--- Start of DATA TO USE ---
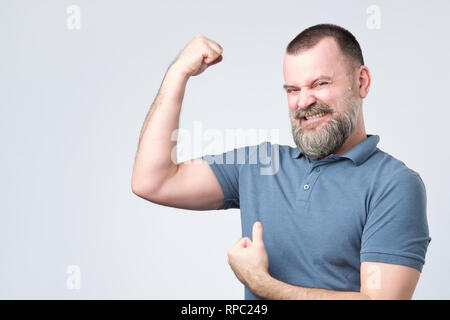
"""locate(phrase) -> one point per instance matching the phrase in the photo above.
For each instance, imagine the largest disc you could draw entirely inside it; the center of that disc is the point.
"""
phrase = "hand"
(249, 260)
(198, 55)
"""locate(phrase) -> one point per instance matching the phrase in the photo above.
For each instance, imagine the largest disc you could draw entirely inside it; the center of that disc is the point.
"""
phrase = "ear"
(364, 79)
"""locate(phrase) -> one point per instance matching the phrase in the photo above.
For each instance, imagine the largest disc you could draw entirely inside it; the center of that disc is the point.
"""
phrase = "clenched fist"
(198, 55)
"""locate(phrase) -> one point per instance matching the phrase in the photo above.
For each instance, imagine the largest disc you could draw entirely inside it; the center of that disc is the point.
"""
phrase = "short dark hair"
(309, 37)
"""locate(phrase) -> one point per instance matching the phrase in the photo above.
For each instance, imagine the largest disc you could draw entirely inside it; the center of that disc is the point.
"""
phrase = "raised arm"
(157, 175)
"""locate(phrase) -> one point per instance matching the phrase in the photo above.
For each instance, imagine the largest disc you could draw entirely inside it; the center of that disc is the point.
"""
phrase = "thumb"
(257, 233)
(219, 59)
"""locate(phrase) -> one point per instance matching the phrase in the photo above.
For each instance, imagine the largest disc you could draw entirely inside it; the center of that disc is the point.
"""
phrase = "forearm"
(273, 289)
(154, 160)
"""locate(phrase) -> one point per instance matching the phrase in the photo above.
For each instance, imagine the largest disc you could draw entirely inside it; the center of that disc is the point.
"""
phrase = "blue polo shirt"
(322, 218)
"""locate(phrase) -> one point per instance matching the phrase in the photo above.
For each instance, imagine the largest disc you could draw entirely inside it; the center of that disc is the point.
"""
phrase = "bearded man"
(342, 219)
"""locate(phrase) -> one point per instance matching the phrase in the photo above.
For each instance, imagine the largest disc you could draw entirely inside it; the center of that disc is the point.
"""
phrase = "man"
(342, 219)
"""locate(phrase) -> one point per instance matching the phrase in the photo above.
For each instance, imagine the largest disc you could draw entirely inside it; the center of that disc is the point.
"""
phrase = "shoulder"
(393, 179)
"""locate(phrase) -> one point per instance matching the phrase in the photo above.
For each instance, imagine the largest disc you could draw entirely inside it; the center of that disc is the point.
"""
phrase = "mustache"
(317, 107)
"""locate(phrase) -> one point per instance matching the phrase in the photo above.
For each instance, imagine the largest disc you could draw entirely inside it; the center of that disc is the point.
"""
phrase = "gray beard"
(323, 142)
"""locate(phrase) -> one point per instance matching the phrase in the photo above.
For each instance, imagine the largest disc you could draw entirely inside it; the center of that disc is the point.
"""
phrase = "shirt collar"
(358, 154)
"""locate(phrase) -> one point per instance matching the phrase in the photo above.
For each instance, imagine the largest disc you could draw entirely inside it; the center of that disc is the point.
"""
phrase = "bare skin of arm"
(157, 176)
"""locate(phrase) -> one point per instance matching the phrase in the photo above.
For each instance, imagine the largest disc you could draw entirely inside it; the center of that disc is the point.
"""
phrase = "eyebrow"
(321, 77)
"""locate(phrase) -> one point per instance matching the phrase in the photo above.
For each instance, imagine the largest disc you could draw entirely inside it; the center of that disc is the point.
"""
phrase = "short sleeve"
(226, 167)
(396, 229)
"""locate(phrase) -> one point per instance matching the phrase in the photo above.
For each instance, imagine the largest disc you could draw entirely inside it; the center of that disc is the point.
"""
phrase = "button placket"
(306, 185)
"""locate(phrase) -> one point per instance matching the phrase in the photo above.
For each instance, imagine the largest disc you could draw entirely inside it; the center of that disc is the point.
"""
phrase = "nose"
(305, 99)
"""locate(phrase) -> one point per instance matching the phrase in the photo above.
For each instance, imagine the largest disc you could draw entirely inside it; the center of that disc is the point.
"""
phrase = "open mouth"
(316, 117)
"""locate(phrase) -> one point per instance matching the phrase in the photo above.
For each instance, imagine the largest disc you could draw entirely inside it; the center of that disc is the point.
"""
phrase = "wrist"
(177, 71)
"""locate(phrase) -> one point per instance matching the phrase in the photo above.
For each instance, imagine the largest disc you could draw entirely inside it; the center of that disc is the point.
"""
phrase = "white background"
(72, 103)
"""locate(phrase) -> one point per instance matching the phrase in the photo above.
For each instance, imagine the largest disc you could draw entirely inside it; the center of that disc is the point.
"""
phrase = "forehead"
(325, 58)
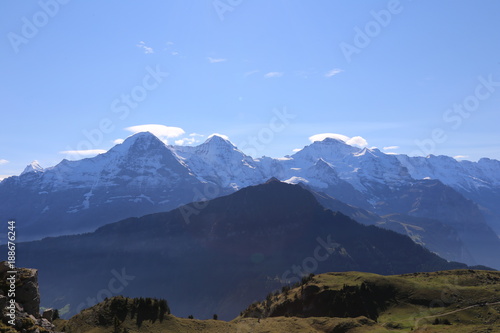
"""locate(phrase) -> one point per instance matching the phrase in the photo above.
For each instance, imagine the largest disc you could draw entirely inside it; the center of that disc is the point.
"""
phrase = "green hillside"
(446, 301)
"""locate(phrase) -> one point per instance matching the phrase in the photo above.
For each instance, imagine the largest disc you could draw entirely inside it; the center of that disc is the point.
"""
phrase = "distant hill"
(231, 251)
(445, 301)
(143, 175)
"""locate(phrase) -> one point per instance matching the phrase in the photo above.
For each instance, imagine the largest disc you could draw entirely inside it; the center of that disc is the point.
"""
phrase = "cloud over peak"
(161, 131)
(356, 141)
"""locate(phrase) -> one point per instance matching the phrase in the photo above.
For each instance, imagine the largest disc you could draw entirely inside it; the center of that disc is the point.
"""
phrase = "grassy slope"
--- End of DATA TO USE ---
• [INSTRUCTION]: Determine how many lines of the entries contain the string "short". State only the number.

• [TASK SOLUTION]: 2